- **Description of the task**
The complete listing should be transcribed precisely.

- **Material provided**
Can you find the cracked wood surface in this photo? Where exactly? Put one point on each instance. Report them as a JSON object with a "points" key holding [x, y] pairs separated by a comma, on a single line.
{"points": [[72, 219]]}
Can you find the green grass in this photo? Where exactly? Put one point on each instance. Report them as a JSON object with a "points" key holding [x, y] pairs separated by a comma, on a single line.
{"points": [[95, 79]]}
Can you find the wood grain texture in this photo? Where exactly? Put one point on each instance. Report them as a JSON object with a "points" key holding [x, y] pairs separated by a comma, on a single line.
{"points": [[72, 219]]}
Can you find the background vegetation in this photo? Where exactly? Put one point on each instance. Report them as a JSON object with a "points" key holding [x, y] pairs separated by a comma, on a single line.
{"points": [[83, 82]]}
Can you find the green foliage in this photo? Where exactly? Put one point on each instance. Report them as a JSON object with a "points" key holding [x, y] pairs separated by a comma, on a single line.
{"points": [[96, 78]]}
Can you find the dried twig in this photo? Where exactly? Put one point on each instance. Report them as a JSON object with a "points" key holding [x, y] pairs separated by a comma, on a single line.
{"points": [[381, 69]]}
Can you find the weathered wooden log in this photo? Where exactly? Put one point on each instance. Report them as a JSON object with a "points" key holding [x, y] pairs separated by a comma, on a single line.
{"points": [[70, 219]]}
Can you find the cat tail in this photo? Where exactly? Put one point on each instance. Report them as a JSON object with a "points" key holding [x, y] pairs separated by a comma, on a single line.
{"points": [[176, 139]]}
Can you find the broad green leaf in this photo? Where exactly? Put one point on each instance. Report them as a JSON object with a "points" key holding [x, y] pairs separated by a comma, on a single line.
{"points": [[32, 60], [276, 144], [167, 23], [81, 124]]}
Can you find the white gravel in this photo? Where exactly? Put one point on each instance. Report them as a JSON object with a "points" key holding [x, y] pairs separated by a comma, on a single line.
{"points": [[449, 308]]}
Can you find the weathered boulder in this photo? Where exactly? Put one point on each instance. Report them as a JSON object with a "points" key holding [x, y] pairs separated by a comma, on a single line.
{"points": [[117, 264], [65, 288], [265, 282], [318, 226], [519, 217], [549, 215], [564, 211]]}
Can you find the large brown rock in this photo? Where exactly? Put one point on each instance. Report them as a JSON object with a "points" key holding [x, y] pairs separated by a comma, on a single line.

- **Result of the exercise**
Can you find the cracked wood surface in this photo? Where exactly? Put one point on each instance. Report them as a JSON object with a "points" key holding [x, y] pairs separated by a comma, on a single line.
{"points": [[72, 219]]}
Can you find the green grass in this photo? Where exactly? Put one point on each instance. Report them as a JSON object with a "points" key holding [x, y] pairs separated by a comma, on a single line.
{"points": [[95, 79]]}
Can you find the wood grain texture in this photo? Where exactly? Put one point on each instance. Report them as a JSON object with a "points" key holding [x, y] pairs separated by a comma, on a single line.
{"points": [[72, 219]]}
Can you find the background vegetation in this photo? Where exactly? Put one point on each instance. Report them as a JSON object with a "points" key holding [x, y] pairs separated by a comma, on a single line.
{"points": [[83, 82]]}
Can you find the green foliage in this photo? Where exactly? Put one point on each instance. Report them as a JSON object with a "points" key holding [x, y] pairs separated by a comma, on a single line.
{"points": [[96, 78]]}
Can you find the dried twig in this photo? Where exactly? Put one point on each instance. Report them as a JSON object with a "points" key holding [x, y] pairs separated by a comma, on a single line.
{"points": [[381, 69]]}
Can you find the weathered wooden log in this photo? Where exactly? Put one point on each instance. Report them as a JSON object with a "points" key holding [x, y] pairs separated by a comma, on a single line.
{"points": [[70, 219]]}
Can you find the cat tail in this photo? Where exactly? Put one point on each instance. Report them as a JSON object with a "points" key holding [x, y] pairs separated by a comma, on a single line.
{"points": [[176, 139]]}
Can you find the broad green leaf in this photo? Where exactly? Put one point on each instance. Report them as a JSON object with a "points" key holding [x, y] pairs separated by a comma, on a single line.
{"points": [[32, 60], [276, 144], [167, 23], [81, 124]]}
Can you find the white gravel in this photo? Where exactly? Put one point on each instance. Report them as a JSON object with a "points" key holding [x, y] pairs separated by a comma, on a single line.
{"points": [[449, 308]]}
Can you find the weathered boulder in this photo? Where exactly? Put one point on each instance. Report them as a JSON object with a "points" key holding [x, y] pairs separated by a comma, on a single line.
{"points": [[117, 264], [65, 288], [265, 282], [318, 226], [519, 217], [549, 215], [564, 211]]}
Can you find the large brown rock in this photo? Where exactly? Put one point on each instance. Report them as a JSON object with a "points" key holding [x, y] pairs separated by a comma, on a single line.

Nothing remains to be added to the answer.